### DATA TO EXAMINE:

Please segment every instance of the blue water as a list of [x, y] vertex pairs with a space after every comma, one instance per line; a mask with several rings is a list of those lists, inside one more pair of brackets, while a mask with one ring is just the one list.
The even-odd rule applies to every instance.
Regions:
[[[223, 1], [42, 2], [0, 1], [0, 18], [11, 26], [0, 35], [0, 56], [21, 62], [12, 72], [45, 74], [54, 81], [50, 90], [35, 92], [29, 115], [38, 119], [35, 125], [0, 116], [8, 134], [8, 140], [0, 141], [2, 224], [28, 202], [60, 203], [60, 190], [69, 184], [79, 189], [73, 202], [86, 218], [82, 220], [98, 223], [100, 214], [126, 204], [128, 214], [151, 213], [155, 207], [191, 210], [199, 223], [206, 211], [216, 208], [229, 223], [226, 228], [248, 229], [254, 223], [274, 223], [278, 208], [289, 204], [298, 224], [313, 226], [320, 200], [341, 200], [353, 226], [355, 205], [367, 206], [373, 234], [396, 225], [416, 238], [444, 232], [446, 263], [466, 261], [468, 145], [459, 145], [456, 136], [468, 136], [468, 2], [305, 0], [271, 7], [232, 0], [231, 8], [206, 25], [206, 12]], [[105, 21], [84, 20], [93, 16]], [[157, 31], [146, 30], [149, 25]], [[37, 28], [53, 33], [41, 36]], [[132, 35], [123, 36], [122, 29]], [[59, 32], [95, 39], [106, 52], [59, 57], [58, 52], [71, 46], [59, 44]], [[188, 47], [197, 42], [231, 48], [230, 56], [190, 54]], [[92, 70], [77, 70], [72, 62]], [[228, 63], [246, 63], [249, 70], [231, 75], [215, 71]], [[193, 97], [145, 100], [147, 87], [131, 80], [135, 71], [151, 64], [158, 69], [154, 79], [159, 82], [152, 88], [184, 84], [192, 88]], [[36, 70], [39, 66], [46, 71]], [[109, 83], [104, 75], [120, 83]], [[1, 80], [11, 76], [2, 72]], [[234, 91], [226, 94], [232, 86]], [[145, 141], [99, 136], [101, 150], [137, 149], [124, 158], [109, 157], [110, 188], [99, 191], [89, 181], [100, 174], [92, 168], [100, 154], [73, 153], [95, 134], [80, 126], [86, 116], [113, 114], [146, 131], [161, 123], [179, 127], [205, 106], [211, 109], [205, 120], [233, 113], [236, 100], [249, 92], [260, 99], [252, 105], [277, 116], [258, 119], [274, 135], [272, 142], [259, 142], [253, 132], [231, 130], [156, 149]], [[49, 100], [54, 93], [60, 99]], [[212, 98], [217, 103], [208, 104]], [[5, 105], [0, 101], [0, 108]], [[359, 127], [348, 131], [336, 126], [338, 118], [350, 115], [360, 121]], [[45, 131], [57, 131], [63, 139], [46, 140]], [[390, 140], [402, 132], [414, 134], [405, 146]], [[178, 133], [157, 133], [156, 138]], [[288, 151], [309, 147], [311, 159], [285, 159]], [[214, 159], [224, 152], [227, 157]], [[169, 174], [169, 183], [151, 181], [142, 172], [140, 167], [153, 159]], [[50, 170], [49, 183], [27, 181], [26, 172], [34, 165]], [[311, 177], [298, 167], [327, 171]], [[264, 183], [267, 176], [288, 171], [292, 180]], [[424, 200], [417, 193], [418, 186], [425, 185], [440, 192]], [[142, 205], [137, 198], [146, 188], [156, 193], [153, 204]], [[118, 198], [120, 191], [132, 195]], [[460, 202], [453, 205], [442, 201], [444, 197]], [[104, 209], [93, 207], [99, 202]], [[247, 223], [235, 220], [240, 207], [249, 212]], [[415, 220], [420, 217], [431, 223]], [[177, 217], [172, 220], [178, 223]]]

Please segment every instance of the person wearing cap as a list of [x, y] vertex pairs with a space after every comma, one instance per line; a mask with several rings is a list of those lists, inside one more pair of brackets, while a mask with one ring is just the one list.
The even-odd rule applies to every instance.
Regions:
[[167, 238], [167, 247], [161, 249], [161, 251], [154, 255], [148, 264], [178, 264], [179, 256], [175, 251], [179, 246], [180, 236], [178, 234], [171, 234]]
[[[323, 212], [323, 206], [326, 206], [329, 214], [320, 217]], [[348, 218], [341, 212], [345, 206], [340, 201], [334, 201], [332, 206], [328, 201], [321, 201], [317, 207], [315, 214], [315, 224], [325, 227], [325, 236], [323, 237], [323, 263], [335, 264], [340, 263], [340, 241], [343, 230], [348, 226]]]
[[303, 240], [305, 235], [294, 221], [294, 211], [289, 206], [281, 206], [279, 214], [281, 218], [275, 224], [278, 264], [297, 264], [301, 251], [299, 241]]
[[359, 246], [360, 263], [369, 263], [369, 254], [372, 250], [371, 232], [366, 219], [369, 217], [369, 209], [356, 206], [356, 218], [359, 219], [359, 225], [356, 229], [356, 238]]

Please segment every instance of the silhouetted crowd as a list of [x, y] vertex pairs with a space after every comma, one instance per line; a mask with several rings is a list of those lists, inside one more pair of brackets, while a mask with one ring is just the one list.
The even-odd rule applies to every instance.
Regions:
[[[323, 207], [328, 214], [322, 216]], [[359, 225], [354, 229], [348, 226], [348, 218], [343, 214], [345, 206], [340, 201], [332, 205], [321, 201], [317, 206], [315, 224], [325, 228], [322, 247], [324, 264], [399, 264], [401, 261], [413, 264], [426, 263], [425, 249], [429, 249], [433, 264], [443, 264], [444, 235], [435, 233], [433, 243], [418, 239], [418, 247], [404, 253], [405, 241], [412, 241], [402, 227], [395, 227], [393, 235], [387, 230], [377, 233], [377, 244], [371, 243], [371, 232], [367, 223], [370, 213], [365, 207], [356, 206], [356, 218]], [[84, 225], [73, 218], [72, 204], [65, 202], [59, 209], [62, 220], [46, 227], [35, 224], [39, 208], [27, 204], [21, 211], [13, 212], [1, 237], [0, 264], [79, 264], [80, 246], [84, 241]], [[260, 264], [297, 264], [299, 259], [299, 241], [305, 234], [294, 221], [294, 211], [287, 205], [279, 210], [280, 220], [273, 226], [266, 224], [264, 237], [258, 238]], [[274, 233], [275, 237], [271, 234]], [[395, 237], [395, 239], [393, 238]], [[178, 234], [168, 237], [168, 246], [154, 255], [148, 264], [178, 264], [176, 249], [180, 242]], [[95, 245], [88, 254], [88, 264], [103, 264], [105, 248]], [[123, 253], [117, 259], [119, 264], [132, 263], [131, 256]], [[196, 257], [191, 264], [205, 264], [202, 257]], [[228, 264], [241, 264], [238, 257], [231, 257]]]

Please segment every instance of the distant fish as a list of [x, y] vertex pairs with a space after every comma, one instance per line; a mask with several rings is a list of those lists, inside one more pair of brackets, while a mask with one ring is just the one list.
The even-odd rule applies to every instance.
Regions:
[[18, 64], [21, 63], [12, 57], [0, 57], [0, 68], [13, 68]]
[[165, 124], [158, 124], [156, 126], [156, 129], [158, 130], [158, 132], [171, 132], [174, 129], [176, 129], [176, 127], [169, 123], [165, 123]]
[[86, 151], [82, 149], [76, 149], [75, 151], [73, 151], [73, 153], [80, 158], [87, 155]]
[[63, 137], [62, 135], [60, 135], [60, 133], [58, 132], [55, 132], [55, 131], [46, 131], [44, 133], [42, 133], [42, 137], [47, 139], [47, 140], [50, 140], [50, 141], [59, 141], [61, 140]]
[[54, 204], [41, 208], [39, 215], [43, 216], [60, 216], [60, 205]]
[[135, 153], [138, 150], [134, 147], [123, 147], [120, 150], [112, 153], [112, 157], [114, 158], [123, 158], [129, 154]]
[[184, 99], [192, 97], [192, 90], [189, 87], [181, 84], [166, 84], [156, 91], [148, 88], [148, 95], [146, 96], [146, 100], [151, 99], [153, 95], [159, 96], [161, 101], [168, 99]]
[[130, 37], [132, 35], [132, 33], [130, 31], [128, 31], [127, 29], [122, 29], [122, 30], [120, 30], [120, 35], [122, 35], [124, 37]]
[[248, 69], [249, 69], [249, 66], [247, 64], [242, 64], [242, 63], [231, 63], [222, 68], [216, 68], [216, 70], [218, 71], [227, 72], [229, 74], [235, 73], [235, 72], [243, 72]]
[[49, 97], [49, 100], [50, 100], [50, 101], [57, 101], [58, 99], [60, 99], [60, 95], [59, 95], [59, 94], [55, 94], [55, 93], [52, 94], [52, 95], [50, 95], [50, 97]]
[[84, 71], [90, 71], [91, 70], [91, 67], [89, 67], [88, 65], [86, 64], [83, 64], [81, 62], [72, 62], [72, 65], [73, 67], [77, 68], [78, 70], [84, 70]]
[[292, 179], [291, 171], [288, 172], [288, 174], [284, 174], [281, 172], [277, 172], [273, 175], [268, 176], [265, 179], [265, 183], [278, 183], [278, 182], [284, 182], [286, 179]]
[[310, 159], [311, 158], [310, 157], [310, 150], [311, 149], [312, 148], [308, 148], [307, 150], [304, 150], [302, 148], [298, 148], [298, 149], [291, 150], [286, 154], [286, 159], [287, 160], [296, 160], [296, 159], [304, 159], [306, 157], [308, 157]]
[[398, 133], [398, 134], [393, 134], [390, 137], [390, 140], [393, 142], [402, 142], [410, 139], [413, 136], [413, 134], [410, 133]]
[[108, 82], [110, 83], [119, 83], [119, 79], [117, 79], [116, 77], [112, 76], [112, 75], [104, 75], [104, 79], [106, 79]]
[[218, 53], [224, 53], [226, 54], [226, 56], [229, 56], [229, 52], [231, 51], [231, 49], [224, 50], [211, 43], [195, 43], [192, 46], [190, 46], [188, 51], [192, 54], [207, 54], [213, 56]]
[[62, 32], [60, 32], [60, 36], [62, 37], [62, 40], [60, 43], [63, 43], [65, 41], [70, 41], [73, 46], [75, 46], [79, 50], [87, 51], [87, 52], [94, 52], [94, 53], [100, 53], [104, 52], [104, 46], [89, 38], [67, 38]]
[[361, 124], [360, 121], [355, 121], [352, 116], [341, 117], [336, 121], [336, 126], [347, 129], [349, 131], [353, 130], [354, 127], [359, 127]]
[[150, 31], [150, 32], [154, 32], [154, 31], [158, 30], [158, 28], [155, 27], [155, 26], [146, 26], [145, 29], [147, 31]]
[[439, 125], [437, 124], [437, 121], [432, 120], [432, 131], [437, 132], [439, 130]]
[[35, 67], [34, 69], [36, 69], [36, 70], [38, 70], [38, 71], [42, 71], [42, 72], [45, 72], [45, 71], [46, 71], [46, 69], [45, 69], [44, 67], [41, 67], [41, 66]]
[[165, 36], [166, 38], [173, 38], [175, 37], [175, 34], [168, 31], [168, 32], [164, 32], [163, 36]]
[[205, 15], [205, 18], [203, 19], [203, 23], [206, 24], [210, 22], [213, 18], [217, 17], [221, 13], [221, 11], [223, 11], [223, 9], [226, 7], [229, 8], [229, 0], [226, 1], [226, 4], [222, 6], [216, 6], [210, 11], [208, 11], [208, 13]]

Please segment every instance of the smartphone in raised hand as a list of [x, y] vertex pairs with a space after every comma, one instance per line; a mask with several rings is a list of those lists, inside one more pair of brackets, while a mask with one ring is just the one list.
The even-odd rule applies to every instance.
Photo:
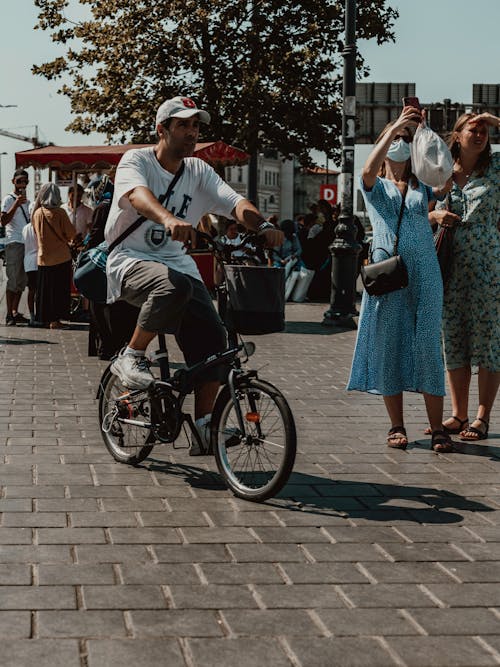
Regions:
[[403, 97], [403, 106], [413, 107], [414, 109], [422, 111], [422, 107], [420, 106], [420, 101], [418, 97]]

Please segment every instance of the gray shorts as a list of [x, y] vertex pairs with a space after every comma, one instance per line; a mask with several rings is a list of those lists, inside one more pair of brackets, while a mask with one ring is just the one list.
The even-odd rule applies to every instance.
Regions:
[[5, 246], [5, 273], [7, 274], [6, 289], [21, 294], [28, 278], [24, 270], [24, 243], [8, 243]]
[[[139, 261], [125, 273], [121, 298], [140, 308], [142, 329], [175, 334], [188, 366], [226, 349], [226, 330], [200, 280], [159, 262]], [[204, 380], [223, 374], [210, 369]]]

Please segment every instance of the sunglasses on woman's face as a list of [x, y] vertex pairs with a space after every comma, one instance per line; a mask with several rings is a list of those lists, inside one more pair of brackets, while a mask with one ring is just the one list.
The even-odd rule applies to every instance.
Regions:
[[402, 139], [407, 144], [411, 143], [411, 137], [407, 134], [396, 134], [393, 141], [397, 141], [398, 139]]

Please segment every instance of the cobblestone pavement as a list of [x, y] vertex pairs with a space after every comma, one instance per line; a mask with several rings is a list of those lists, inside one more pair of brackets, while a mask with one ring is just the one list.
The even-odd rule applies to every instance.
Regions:
[[84, 328], [1, 327], [3, 667], [500, 664], [499, 411], [484, 444], [436, 455], [410, 395], [413, 442], [388, 450], [382, 400], [344, 390], [355, 333], [324, 309], [255, 339], [299, 435], [262, 505], [184, 441], [114, 463]]

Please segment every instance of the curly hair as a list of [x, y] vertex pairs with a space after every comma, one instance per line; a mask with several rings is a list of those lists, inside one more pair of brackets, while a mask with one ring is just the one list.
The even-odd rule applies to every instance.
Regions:
[[[450, 149], [451, 155], [455, 162], [460, 161], [460, 143], [458, 142], [458, 135], [465, 128], [467, 123], [469, 123], [477, 114], [475, 113], [463, 113], [457, 118], [453, 130], [448, 136], [448, 148]], [[491, 144], [488, 137], [488, 141], [483, 151], [479, 154], [479, 157], [474, 167], [474, 171], [477, 171], [478, 176], [484, 176], [485, 171], [490, 166], [491, 162]]]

### ASSIGNMENT:
An exact copy is required of each line from the one containing "Please segment every instance of the curly" through the last line of the material, and of no other line.

### ANSWER TO THIS TASK:
Please segment every instance of the curly hair as a list of [x, y] vertex pairs with a space after every comma, one instance per line; a mask with several rings is a list of those lists, inside one more pair of brackets, while a mask with one ring is just the one list.
The even-odd rule applies to every instance.
Regions:
[[[450, 149], [451, 155], [455, 162], [460, 161], [460, 143], [458, 142], [458, 135], [465, 128], [467, 123], [469, 123], [477, 114], [475, 113], [463, 113], [457, 118], [453, 130], [448, 136], [448, 148]], [[491, 144], [488, 137], [488, 141], [483, 151], [479, 154], [479, 157], [474, 167], [474, 171], [477, 171], [478, 176], [484, 176], [485, 171], [490, 166], [491, 162]]]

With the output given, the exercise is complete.